Compiti assegnati |
a) Riscrivi come elenco puntato il paragrafo dell'estratto sulla vicenda dei giornalisti di Quotidiano che comincia con «Poi un altro giudice», conservandone i fatti principali.
b) Riprendi l'estratto sulla vicenda dei giornalisti di Quotidiano e proseguilo con qualche frase a partire dall'ultima riportata.
----- Estratto della fonte -----
Poi un altro giudice reintegrò noi otto. Dovevamo tornare al lavoro. L’azienda ottemperò parzialmente alla sentenza. Cioè ci corrispose il minimo di stipendio ma non tornammo mai in servizio. Eravamo pagati per non lavorare. Il modello Palazzina Laf era replicato nel mondo dell’informazione. Non a caso fummo invitati a un convegno, nel salone della Provincia di Taranto. I lavoratori della Laf chiesero un nostro intervento e i miei colleghi – i miei amici – mi chiesero di portare la nostra testimonianza. Alla fine di questo percorso, solo due di noi otto sono tornati a Quotidiano: Vito Luperto e Franco Sinisi. Inutile domandarsi come potessero giornalisti che non mossero un dito e sostennero (con le azioni o con il silenzio) l’operazione di Signorile scrivere poi di Ilva, di Palazzina Laf, di soprusi. Ma così andò. Alla fine, ognuno ha continuato nella sua strada professionale, genuflesso o in piedi. Perché non siamo tutti uguali ed è un bene. Però anche quella storia dimostrò che le sentenze non cambiano nulla. Sono passati venticinque anni. Gli stessi anni, appunto, della Palazzina Laf.
----- Voci presentate -----
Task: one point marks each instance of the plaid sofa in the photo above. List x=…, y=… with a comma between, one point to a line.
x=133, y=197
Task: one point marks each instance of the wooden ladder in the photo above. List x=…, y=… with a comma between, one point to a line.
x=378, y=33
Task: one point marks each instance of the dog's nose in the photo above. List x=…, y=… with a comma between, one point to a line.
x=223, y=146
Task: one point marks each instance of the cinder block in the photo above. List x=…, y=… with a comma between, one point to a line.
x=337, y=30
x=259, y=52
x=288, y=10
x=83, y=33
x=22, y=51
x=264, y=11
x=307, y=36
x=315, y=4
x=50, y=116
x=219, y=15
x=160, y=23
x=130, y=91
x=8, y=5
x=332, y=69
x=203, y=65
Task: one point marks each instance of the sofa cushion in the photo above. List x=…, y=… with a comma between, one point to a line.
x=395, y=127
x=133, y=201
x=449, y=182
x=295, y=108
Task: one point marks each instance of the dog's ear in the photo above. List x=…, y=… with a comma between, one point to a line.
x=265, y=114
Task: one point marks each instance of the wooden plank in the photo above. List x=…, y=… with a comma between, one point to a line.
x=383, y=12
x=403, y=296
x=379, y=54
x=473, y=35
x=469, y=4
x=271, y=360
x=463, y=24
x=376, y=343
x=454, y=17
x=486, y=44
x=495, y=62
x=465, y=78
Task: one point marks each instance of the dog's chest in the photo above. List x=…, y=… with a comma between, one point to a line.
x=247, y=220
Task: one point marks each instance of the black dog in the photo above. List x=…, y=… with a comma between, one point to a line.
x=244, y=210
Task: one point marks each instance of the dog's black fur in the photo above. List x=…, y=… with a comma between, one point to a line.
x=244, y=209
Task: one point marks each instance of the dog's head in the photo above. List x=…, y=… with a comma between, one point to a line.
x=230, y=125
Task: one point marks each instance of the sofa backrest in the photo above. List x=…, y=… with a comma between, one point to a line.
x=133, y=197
-----
Risposte ai compiti |
a)
- Un altro giudice reintegra gli otto, che devono tornare al lavoro.
- L'azienda ottempera solo in parte: versa il minimo di stipendio ma non li fa mai rientrare in servizio, pagandoli per non lavorare.
- Il modello Palazzina Laf risulta così replicato nel mondo dell'informazione.
- Gli otto vengono invitati a un convegno nel salone della Provincia di Taranto. Su richiesta dei lavoratori della Laf e dei colleghi, vi portano la loro testimonianza.
- Alla fine solo due degli otto, Vito Luperto e Franco Sinisi, tornano a Quotidiano.
- Alcuni giornalisti non mossero un dito e sostennero l'operazione di Signorile, con le azioni o con il silenzio. Eppure poi scrissero di Ilva, di Palazzina Laf e di soprusi.
- La vicenda dimostra che le sentenze non cambiano nulla. Sono passati venticinque anni, gli stessi della Palazzina Laf.

b)
 

Il grande pubblico avrebbe potuto conoscere già 12 anni fa la storia della Palazzina Laf, ed è questo il mio secondo ricordo. Nel 2011 Carlo Vulpio, inviato del Corriere della Sera e mio caro amico, mi offre di collaborare a una trasmissione Rai di cui è co-autore. La condurrà Vittorio Sgarbi, in prima serata su Rai1, sei puntate in tutto. Ci tocca anche Sgarbi è il titolo. Carlo Vulpio ha già scritto di Taranto dedicandole un libro, La città delle nuvole, pubblicato prima dell’inchiesta giudiziaria Ambiente Svenduto (lo scandalo del disastro ambientale) che avrà in prima linea ancora Franco Sebastio, promosso nel frattempo procuratore della Repubblica.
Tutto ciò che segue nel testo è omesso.